PROBLEM DETAILS: The required output is every entry, printed exactly as written.

SUPPLIED MATERIAL:
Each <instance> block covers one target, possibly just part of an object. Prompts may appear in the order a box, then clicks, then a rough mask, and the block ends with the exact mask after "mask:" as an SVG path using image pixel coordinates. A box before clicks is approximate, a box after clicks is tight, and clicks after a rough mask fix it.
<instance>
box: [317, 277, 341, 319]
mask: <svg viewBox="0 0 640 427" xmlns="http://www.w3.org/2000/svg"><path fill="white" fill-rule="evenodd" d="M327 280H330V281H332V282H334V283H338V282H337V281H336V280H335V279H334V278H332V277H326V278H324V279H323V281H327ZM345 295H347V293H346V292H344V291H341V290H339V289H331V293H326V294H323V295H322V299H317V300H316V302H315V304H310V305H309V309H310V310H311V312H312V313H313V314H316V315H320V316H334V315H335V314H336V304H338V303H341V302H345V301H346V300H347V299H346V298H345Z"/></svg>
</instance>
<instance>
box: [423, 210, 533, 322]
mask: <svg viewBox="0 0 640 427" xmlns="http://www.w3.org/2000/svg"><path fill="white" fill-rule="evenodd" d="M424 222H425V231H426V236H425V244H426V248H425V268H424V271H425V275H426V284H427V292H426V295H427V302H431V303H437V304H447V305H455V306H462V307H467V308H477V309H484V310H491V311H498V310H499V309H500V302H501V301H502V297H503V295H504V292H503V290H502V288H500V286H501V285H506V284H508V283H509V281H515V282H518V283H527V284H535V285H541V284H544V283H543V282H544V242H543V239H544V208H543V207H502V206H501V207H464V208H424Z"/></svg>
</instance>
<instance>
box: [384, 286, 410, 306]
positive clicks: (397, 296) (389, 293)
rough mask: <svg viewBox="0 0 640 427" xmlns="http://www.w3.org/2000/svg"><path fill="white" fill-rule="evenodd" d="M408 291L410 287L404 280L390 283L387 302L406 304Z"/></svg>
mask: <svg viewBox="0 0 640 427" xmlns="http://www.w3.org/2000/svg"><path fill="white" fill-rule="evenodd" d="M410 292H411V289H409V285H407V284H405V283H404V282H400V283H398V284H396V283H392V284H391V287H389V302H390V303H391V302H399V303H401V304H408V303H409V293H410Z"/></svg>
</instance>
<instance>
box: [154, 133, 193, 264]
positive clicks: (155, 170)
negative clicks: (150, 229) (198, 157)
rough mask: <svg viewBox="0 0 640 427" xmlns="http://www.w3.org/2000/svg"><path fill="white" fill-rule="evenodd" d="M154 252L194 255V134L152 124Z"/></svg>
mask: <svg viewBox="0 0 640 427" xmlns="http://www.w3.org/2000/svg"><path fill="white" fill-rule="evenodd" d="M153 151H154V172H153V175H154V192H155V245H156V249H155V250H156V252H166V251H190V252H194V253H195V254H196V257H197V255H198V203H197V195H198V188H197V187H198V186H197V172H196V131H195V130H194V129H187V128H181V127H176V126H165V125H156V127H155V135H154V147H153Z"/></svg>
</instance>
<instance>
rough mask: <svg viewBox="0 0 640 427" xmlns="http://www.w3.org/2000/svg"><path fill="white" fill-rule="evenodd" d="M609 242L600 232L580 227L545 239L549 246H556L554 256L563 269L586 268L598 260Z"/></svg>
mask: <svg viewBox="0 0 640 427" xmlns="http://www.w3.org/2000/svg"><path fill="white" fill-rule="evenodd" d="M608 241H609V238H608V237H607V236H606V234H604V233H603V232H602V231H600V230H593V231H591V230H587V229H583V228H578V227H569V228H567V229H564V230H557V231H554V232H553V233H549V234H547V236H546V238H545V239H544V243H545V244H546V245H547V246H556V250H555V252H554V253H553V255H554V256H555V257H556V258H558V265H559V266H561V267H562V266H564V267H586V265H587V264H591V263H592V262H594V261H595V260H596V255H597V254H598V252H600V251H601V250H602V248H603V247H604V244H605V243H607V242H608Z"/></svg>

WRITTEN RESPONSE:
Each <instance> block covers one target, possibly just part of an object. Prompts may appear in the order a box, then clicks, then a rough mask, and the block ends with the exact mask after "mask:" as an SVG path using image pixel coordinates. A box before clicks is approximate, a box after clicks is tight, and clicks after a rough mask fix it.
<instance>
box: [317, 277, 341, 319]
mask: <svg viewBox="0 0 640 427" xmlns="http://www.w3.org/2000/svg"><path fill="white" fill-rule="evenodd" d="M327 280H330V281H332V282H334V283H338V282H337V281H336V280H335V279H334V278H332V277H326V278H324V279H323V281H327ZM345 295H347V293H346V292H344V291H341V290H339V289H331V293H326V294H323V295H322V299H317V300H316V302H315V304H310V305H309V309H310V310H311V312H312V313H313V314H316V315H320V316H334V315H335V314H336V304H338V303H341V302H345V301H346V300H347V299H346V298H345Z"/></svg>
</instance>
<instance>
box: [423, 210, 533, 322]
mask: <svg viewBox="0 0 640 427" xmlns="http://www.w3.org/2000/svg"><path fill="white" fill-rule="evenodd" d="M424 222H425V231H426V236H425V244H426V248H425V268H424V271H425V275H426V284H427V292H426V295H427V302H431V303H437V304H447V305H455V306H462V307H467V308H477V309H484V310H491V311H498V310H499V309H500V302H501V301H502V297H503V295H504V292H503V290H502V288H500V286H501V285H506V284H508V283H509V281H515V282H518V283H527V284H535V285H541V284H544V283H543V282H544V242H543V239H544V208H543V207H502V206H501V207H464V208H424Z"/></svg>
</instance>
<instance>
box: [384, 286, 410, 306]
positive clicks: (397, 296) (389, 293)
rough mask: <svg viewBox="0 0 640 427" xmlns="http://www.w3.org/2000/svg"><path fill="white" fill-rule="evenodd" d="M408 291L410 287L404 280L390 283L387 302L406 304Z"/></svg>
mask: <svg viewBox="0 0 640 427" xmlns="http://www.w3.org/2000/svg"><path fill="white" fill-rule="evenodd" d="M410 292H411V289H409V285H407V284H405V283H404V282H400V283H398V284H396V283H392V284H391V287H389V302H390V303H391V302H399V303H401V304H408V303H409V293H410Z"/></svg>
</instance>
<instance>
box: [154, 133, 193, 264]
positive clicks: (155, 170)
negative clicks: (150, 229) (198, 157)
rough mask: <svg viewBox="0 0 640 427" xmlns="http://www.w3.org/2000/svg"><path fill="white" fill-rule="evenodd" d="M154 252L194 255V134L152 124Z"/></svg>
mask: <svg viewBox="0 0 640 427" xmlns="http://www.w3.org/2000/svg"><path fill="white" fill-rule="evenodd" d="M153 151H154V172H153V175H154V192H155V245H156V249H155V250H156V252H166V251H190V252H194V253H195V254H196V257H197V255H198V203H197V195H198V188H197V187H198V186H197V172H196V131H195V130H194V129H187V128H181V127H176V126H165V125H156V127H155V135H154V147H153Z"/></svg>
</instance>
<instance>
rough mask: <svg viewBox="0 0 640 427" xmlns="http://www.w3.org/2000/svg"><path fill="white" fill-rule="evenodd" d="M609 242L600 232L580 227L545 239L549 246H556L554 256L563 269L586 268L598 260Z"/></svg>
mask: <svg viewBox="0 0 640 427" xmlns="http://www.w3.org/2000/svg"><path fill="white" fill-rule="evenodd" d="M608 241H609V238H608V237H607V236H606V234H604V233H603V232H602V231H600V230H593V231H591V230H587V229H583V228H578V227H569V228H567V229H564V230H557V231H554V232H553V233H549V234H547V236H546V238H545V239H544V243H545V244H546V245H547V246H556V250H555V252H554V253H553V255H554V256H555V257H556V258H558V265H559V266H561V267H562V266H564V267H586V265H587V264H591V263H592V262H594V261H595V260H596V255H597V254H598V252H600V251H601V250H602V248H603V247H604V244H605V243H607V242H608Z"/></svg>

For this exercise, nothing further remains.